-- BEGIN RECORDS SHOWN --

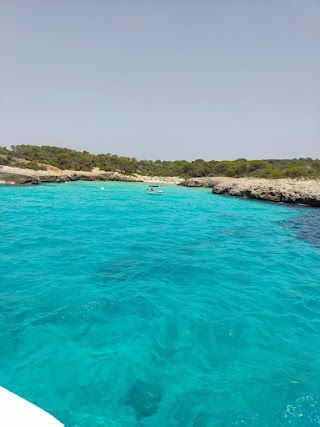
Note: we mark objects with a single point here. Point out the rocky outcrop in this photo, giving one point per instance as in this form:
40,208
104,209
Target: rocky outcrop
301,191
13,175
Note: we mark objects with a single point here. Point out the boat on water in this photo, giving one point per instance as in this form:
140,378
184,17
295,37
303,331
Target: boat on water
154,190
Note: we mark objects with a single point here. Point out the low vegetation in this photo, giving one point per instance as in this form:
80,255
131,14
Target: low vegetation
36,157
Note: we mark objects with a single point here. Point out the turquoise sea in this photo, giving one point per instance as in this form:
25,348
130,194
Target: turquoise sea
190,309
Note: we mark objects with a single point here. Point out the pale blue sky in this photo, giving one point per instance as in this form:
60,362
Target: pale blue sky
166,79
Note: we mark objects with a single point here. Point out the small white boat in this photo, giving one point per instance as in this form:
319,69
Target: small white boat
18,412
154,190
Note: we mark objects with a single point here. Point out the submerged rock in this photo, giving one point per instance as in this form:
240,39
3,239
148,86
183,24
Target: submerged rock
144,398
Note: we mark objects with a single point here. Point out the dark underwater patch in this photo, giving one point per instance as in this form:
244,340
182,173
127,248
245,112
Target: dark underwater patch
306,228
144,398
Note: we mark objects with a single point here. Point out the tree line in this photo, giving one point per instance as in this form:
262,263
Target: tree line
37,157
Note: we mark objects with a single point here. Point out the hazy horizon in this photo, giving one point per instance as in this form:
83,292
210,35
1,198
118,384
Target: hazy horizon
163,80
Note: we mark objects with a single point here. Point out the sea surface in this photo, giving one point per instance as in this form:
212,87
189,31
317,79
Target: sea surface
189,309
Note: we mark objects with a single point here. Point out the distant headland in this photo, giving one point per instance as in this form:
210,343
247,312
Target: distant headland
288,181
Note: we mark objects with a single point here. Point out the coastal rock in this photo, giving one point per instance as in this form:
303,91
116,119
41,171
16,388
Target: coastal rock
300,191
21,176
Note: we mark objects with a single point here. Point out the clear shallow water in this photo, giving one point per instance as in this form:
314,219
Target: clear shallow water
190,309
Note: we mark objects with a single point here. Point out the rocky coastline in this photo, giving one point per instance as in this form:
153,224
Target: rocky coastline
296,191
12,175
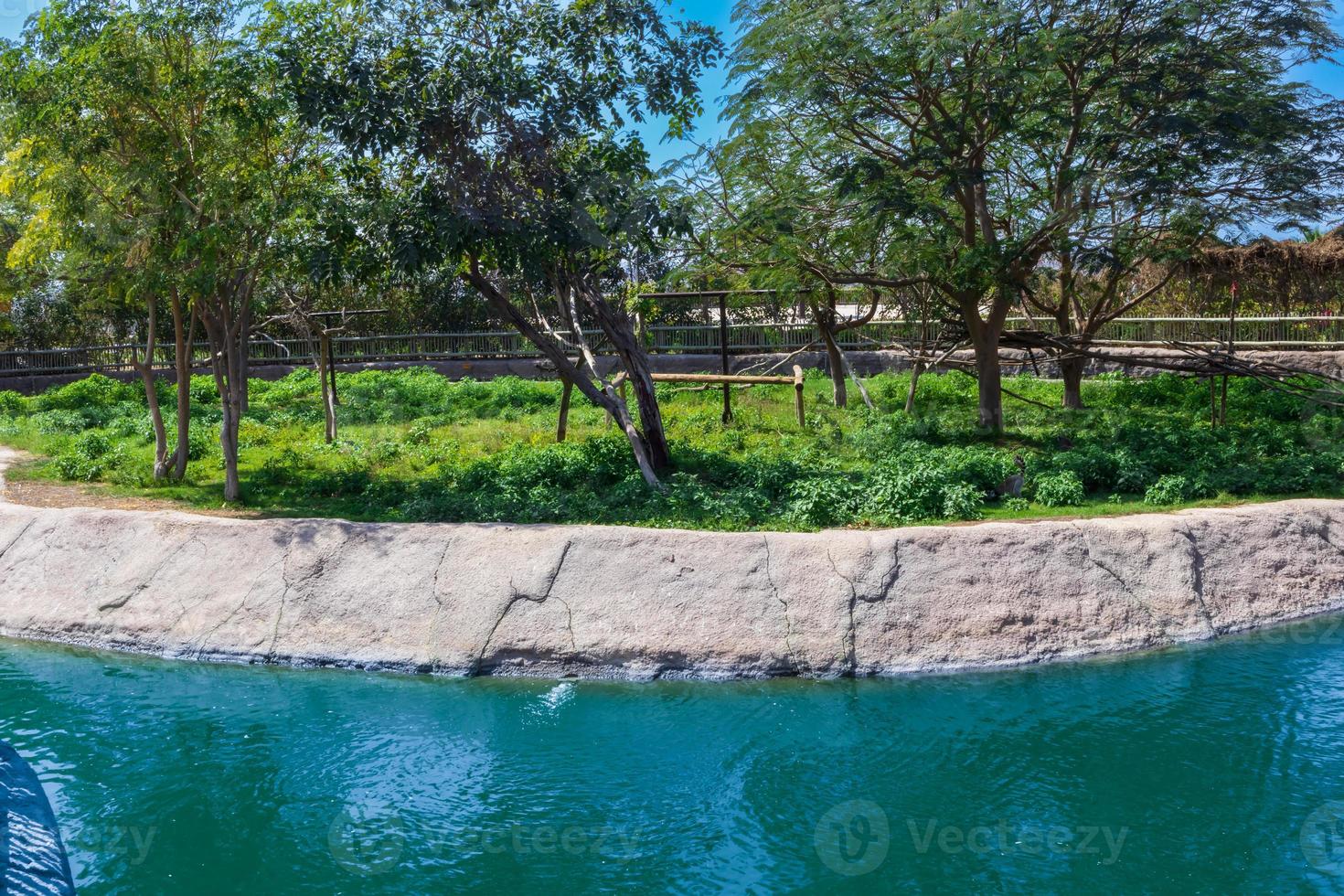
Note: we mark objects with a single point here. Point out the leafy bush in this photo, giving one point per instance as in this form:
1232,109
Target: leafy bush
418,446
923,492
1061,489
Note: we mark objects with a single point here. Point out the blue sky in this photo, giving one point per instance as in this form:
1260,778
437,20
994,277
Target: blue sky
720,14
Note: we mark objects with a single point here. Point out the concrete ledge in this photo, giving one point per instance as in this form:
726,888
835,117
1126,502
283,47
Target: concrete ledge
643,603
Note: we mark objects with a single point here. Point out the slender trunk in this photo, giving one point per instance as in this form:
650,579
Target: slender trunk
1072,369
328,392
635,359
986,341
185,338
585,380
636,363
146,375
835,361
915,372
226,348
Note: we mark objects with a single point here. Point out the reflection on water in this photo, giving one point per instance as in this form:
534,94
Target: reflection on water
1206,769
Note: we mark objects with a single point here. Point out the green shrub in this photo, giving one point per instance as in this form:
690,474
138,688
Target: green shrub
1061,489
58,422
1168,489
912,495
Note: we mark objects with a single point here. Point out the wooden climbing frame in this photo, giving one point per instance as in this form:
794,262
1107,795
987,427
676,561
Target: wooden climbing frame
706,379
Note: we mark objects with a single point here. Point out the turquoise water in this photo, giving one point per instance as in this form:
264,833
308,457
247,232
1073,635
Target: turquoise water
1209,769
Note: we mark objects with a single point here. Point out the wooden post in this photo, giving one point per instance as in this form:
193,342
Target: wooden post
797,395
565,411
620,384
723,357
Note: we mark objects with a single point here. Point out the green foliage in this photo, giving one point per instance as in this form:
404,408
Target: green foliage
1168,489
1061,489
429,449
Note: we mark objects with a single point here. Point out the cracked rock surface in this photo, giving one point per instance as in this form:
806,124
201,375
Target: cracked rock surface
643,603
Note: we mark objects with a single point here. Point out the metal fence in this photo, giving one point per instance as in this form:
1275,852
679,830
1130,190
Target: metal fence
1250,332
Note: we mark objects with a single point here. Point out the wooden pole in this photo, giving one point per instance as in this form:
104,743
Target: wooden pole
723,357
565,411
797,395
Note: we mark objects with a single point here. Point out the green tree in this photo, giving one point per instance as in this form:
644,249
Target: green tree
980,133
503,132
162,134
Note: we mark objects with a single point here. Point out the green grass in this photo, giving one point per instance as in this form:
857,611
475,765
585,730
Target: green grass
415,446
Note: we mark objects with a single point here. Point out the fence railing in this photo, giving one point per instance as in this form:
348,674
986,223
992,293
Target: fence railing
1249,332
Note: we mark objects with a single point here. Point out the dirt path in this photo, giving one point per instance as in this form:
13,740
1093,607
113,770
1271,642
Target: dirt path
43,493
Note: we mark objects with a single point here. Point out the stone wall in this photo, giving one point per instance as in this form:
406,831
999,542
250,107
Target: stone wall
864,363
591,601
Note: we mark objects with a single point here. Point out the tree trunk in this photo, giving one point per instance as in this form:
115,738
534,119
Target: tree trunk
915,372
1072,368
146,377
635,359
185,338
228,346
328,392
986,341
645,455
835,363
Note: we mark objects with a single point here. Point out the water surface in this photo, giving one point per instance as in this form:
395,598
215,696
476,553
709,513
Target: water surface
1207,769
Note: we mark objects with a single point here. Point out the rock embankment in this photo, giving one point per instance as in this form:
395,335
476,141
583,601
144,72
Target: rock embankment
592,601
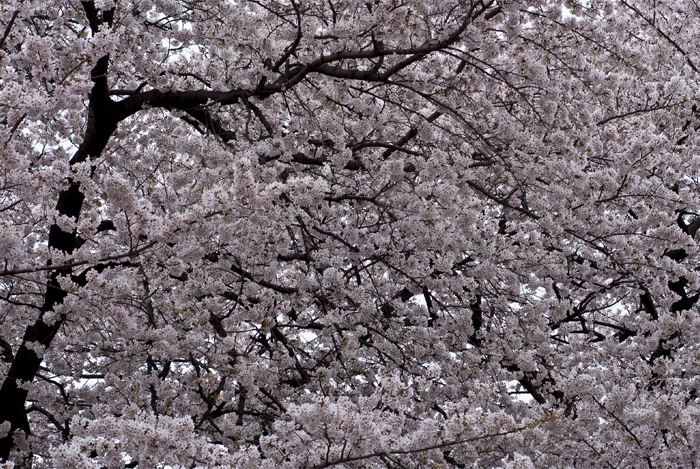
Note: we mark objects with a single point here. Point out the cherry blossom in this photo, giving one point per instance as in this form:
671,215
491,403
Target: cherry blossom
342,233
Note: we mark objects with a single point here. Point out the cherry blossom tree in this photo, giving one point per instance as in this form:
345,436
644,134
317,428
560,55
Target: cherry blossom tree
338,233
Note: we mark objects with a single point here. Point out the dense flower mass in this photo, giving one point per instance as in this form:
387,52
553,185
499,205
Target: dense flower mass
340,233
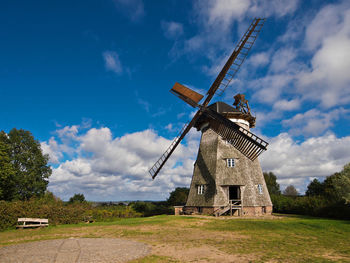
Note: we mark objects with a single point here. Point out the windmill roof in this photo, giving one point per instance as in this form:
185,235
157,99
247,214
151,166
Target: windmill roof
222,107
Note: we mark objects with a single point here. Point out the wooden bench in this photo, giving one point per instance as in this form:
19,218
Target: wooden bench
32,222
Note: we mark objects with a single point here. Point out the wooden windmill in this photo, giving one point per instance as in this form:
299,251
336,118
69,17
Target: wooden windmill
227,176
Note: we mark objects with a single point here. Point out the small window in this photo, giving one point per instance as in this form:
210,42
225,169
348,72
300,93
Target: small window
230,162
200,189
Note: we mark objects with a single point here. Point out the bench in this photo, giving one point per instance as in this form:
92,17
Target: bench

-- END RECORDS SHOWN --

Can the entries above be repeated exactly, without their pictures?

### PROBLEM SOLUTION
Note: we mark objects with a single point here. Point out the rocky outcrop in this photo, giving one point per instance as in this form:
40,208
104,209
Target: rocky outcrop
301,191
13,175
Note: we mark objects with a single point here. Point out the boat on water in this photo, giving one point per instance as in this form:
140,378
184,17
295,37
303,331
Target: boat on water
154,190
Note: we mark objects with a single point here. Point out the low vegetation in this photo, giving one point per instance as in this form:
80,255
131,14
Target: low vegetation
36,157
Note: we mark objects with a single point here. Point out the turquoise sea in this photo, giving one point per instance as in this form:
25,348
130,194
Target: turquoise sea
190,309
Note: we mark objects with a single point here. Point out the pale blue sky in this photo, giving one point per instance as in this form:
60,362
Target: pale blue sky
166,79
Note: we mark objects with a single point here. Point out the small white boat in this photo, giving one point per instance as in this form:
319,69
Target: small white boat
18,412
154,190
Note: we mark objects with a single point here. Point out the submerged rock in this photo, giving one point per instance as in this form:
240,39
3,239
148,86
183,24
Target: submerged rock
144,398
Note: we mark objects with a single point here. Point out the dark underwater patch in this photo, giving one point per instance as in this form:
244,340
182,173
127,248
245,112
Target: dark underwater patch
306,228
144,398
Note: we mark objects with a single point here. Point out the tree line in this photo, giving one point per instance as in this form:
262,263
Target: tree line
37,157
Note: we mark objects with a single point here. Point out the hazy horizon in this photo, giving one point per instance as in this form:
83,292
210,35
1,198
118,384
Target: hazy horizon
163,80
Note: we mark objects with a single point here. Point out the sea surface in this photo, giving one point per instance as in this form:
212,87
189,31
317,79
Target: sea surface
189,309
Note: we mark objects with a single point here. Point out the distant headland in this photo, giving one point per instance as in this form:
210,343
247,312
Target: distant headland
288,181
Note: we mark objects with a single point here. Point out the coastal rock in this photo, giving one point per instance as in this form:
303,91
116,119
41,171
16,388
Target: coastal rock
300,191
21,176
Note: we mark objects with a single point here. Point out the clear shallow water in this photo, giving one point per instance as in this form:
314,219
Target: clear shallow water
190,309
Note: we mark objects with a single point here. Point out the rocky coastline in this photo, giving one point per instance as in this form:
153,224
Target: rocky coastline
296,191
12,175
Note: we mark objects with a single point here. Point out the leafy bush in this photo, giving one point per instance as in this form:
1232,109
Target: leafy bush
418,446
923,492
1061,489
Note: we mark objects with a single point here. Point out the blue sky in this photo, giving one point per instance as in this form:
1260,778
437,20
994,277
Target: blue sky
720,14
Note: we mark objects with a single point here. Point out the concrete ledge in this photo, giving one point per instance as in this form:
726,888
835,117
1126,502
283,47
Target: concrete ledge
643,603
Note: we mark objects with a single point here. Point out the slender trunk in this photo, giving one point per instance as in this form:
650,579
Target: slender trunk
1072,369
328,392
635,359
986,341
185,338
585,380
636,363
146,375
835,361
915,372
226,348
Note: we mark objects with a single point here. Point out the reflection on water in this photo, giving one point per instance as in this form:
534,94
Target: reflection on water
1206,769
Note: we mark objects with a single point here. Point out the green shrub in this photo, giving one point per instance as in this form:
690,474
138,688
Target: green shrub
1061,489
58,422
1168,489
912,495
Note: we mark objects with a single point here. Point out the wooden climbing frame in this photo, giving one point per instance as in this form:
794,262
1107,795
987,427
676,561
Target: wooden climbing frame
706,379
Note: we mark objects with a single point here. Point out the turquoise water in this photo, giving one point per instance as in this form:
264,833
308,457
247,232
1073,635
Target: turquoise water
1209,769
Note: we mark objects with a single point here. Point out the wooden post in this photo, giving one point per instance as in this form:
193,342
Target: wooden post
797,395
565,411
620,384
723,357
Note: we mark objects with a single point here. Point out the green foliage in this photo, giving one point per instance as in this form:
404,408
Target: green foliage
1168,489
1061,489
429,449
Note: we mark objects with a single point here. Point out the cracked rock surface in this photo, giving one point per instance as in this form:
806,124
201,375
Target: cracked rock surface
643,603
Note: we mark objects with a single point here. Point out the metal fence in this photo, giving one point per instance as in this form:
1275,852
679,830
1130,190
Target: metal fence
1250,332
Note: we mark objects with a single point here. Point out the wooden pole in this photo, giving one point per instance as in this form:
104,743
Target: wooden pole
723,357
565,411
797,395
Note: we mark objects with a single point here. Point out the green tree in this photo, giving one point per instance as in this form:
644,249
Target: green tree
980,133
503,132
162,134
Note: we mark objects with a single point here. Point out the green grass in this photo, giving one point per instance as in this form:
857,611
475,765
585,730
Target: green grass
415,446
Note: we mark objects with a single point here. Point out the fence railing in this photo, giving one point per instance as in this form:
348,674
986,223
992,293
Target: fence railing
1249,332
Note: we mark objects with a single point here. Point out the dirt path in this photo, giving one point per instance as in this form:
13,740
1093,607
113,770
1271,642
Target: dirt path
43,493
Note: we mark objects with a single point here. Point out the stone wall in this photo, giving one point per instance as in this form:
406,831
999,542
250,107
Target: stone wall
864,363
591,601
Note: we mark objects with a single point here. Point out the tree trunk in this photo, giving one point per instance as in this form:
115,738
534,119
Target: tree trunk
915,372
1072,368
146,377
635,359
185,338
228,346
328,392
986,341
645,455
835,363
Note: we mark objects with a single point here. Point out the water surface in this photo, giving one point per instance as in this form:
395,598
215,696
476,553
709,513
Target: water surface
1207,769
Note: we mark objects with a single point here. Point out the rock embankment in this photo, giving one point per instance as in this form:
395,335
476,141
583,601
144,72
Target: rock embankment
592,601
Note: we mark objects with a single point here. Point out the cherry blossom in this photo, giving one point per instance as in this form:
671,215
491,403
Target: cherry blossom
342,233
Note: we mark objects with a single point here. Point out the cherry blossom tree in this photo, giving one point per instance as in this form:
345,436
644,134
317,428
560,55
Target: cherry blossom tree
338,233
Note: we mark objects with a single point here. Point out the dense flower mass in this photo, giving one point per instance as in this form:
387,52
553,185
499,205
Target: dense flower mass
340,233
Note: we mark objects with a single point here. Point out the windmill roof in this photo, giving one point per instance as in this form:
185,235
157,99
247,214
151,166
Target: windmill roof
222,107
Note: we mark objects with a single point here. Point out the wooden bench in this photo, giving one point per instance as in this form:
19,218
Target: wooden bench
32,222
Note: we mark objects with a single point here. Point out the wooden windmill in this photo, giving one point per instance as in this form:
299,251
336,118
69,17
Target: wooden windmill
227,176
Note: we mark objects with a single point here. Point out the small window in this photo, giving one point per instance as in this form:
210,42
225,169
348,72
300,93
Target: small window
230,162
200,189
Note: we mark objects with a single point here. Point out the bench in this photo, giving one point per instance as in this form:
92,17
Target: bench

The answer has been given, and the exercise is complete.